Article:
Nous émettons les mêmes réserves que nous avions exprimées dans la page précédente. À cela s’ajoute une autre réflexion liée à l’emploi de la phrase : « Son plan est à trois nefs ... elle fut bâtie sur les restes d'une ancienne basilique paléochrétienne et d'une autre église remontant à l'époque carolingienne. ». Que signifie donc cette phrase ? Conformément à ce qui est écrit dans le texte, il semblerait bien qu'au cours de diverses opérations telles que des fouilles, on ait trouvé les restes de deux églises, l’une paléochrétienne, l’autre carolingienne. Il y a deux possibilités. La première de ces possibilités est l’indépendance des vestiges (par exemple que les orientations des plans soient différentes : l’église actuelle est orientée de 20° vers le Nord par rapport à la direction Est-Ouest, les orientations des deux autres églises étant différentes). La seconde possibilité est que, non seulement les orientations soient identiques. Et même plus que cela : que les emplacements des murs-maîtres soient identiques. Par exemple, que les murs de l’église dite d’Anselme soient bâtis exactement sur les murs ou les fondations de l’église carolingienne. En admettant que ce soit exactement le cas, la véritable datation ne peut correspondre à celle de la construction d’Anselme, le XIe siècle, mais celle de l’église carolingienne pour laquelle le premier plan a été imaginé. À titre de comparaison, doit-on dater la cathédrale Notre-Dame de Paris du XXIe siècle, car c’est à cette date qu’elle a été reconstruite (partiellement) à la suite d’un incendie ?

Exercice à traiter: Reprenez l'article sur la datation de l'église d'Anselme après sa dernière phrase et rédigez-en la suite.

Données fournies:
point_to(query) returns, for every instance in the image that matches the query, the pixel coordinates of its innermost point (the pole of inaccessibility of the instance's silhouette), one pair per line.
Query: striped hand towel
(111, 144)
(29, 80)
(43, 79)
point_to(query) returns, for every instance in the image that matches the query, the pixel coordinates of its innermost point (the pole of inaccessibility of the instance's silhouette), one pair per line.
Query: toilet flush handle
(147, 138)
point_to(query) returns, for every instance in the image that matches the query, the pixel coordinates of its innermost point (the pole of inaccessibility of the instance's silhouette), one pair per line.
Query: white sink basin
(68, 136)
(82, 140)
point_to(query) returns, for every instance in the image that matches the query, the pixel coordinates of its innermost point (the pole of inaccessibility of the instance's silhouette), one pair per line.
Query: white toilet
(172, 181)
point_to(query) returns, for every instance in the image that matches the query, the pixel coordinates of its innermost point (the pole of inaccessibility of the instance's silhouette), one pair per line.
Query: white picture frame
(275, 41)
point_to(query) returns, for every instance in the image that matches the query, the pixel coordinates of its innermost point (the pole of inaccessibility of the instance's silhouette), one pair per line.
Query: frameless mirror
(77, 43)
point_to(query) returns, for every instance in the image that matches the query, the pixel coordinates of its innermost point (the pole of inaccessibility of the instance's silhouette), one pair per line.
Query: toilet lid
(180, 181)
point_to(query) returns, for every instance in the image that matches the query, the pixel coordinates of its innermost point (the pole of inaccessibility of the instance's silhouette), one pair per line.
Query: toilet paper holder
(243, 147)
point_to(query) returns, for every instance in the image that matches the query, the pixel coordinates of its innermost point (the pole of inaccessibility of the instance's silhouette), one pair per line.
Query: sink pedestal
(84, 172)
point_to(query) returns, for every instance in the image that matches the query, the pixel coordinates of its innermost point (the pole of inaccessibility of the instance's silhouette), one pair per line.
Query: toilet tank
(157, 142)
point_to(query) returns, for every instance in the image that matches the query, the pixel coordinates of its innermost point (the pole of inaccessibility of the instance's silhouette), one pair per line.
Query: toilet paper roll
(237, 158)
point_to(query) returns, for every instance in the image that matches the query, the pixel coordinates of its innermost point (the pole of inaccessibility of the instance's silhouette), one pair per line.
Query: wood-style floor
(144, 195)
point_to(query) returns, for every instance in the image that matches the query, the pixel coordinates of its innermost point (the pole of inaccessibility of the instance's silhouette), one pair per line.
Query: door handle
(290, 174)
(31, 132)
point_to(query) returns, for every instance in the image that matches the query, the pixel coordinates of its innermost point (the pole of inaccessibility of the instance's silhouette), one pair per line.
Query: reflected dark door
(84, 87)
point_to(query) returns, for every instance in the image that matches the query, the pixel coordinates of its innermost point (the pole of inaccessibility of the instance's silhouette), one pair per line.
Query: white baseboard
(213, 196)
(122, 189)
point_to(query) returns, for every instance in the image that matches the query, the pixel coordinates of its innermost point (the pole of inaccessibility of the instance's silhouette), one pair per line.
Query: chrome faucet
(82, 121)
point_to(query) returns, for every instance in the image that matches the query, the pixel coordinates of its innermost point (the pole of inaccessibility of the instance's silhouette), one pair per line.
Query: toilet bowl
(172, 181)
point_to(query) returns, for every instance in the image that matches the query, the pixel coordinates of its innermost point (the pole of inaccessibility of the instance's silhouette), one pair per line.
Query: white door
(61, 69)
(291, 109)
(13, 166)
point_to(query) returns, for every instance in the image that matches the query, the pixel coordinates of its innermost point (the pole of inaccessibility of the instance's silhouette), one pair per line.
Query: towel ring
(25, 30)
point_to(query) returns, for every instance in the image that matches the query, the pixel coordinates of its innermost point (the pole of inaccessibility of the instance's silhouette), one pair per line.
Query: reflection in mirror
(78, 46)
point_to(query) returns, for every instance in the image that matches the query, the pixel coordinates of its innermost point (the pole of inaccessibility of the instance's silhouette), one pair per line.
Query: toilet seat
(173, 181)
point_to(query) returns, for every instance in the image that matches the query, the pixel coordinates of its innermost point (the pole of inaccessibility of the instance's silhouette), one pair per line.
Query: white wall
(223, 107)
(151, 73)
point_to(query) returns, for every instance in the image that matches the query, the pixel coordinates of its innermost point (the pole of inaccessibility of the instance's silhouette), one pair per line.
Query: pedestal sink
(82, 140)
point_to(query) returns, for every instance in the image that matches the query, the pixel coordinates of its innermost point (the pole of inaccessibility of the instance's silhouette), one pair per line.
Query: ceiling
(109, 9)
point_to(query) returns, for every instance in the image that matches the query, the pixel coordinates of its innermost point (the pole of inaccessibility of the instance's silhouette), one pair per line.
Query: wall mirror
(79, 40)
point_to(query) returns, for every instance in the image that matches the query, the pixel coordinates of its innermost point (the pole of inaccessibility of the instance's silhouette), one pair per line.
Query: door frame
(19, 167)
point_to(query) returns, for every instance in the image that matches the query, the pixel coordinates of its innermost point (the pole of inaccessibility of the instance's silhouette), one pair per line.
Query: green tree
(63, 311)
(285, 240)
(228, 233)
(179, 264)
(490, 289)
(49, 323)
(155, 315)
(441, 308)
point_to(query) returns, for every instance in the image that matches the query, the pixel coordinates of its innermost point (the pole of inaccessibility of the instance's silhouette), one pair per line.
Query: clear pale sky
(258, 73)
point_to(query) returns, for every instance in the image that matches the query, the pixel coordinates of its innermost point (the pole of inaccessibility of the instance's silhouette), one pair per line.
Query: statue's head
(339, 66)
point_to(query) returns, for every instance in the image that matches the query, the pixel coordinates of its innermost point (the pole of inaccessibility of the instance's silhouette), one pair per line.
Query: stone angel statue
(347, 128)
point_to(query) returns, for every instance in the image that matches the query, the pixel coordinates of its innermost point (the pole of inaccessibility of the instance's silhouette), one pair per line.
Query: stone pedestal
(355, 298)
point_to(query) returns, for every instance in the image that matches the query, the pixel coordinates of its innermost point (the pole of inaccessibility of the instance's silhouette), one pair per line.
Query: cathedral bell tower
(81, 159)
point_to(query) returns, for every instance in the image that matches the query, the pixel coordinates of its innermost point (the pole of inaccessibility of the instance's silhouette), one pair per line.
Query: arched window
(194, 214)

Réponse à l'exercice:
Au vu de son architecture, nous estimons que le cloître date du XIIe siècle, et donc qu’une date aux alentours de 1132 est possible. Cependant, nous ne sommes pas certains que la phrase « ANNO AB INCARNATIO (N) E DOMINI MC XXX III IN HOC CLAUSTRO REGULAR (I) S VITA INCEPTA EST... » ait été correctement interprétée. D’une part parce que le mot « CLAUSTRO » a pu désigner la totalité du monastère et pas seulement la cour carrée entourée d’une galerie. Ensuite parce que le texte désigne, non une construction qui a commencé, mais une règle de vie (ou une vie selon des règles). Il semblerait que le texte exprime le fait, qu’en 1132, les moines qui occupaient ce monastère ont adopté une nouvelle règle de vie. Contrairement à ce que l’on peut penser, le cas n’était pas exceptionnel. Le cloître existait-il à ce moment-là ? A-t-il été construit après ? Il est difficile de le dire.


Analyse de l’architecture de la collégiale

Cette église a toutes les caractéristiques d’une basilique issue des premières basiliques romaines : nef à trois vaisseaux charpentés (ils étaient charpentés à l’origine. Ils ont été recouverts beaucoup plus tard, au XVIe ou XVIIe siècle, par une voûte sur croisées d’ogives : images 4 et 5), le vaisseau principal est surhaussé par rapport aux collatéraux. Ce vaisseau principal est porté par des piliers quadrangulaires de type R0000. Les arcs sont en plein cintre. Enfin, il n’y a pas de transept ni d’ouvrage Ouest.

Nous pensons que cette église, plus proche par sa conception des basiliques romaines que des basiliques romanes, est plus ancienne que ces dernières.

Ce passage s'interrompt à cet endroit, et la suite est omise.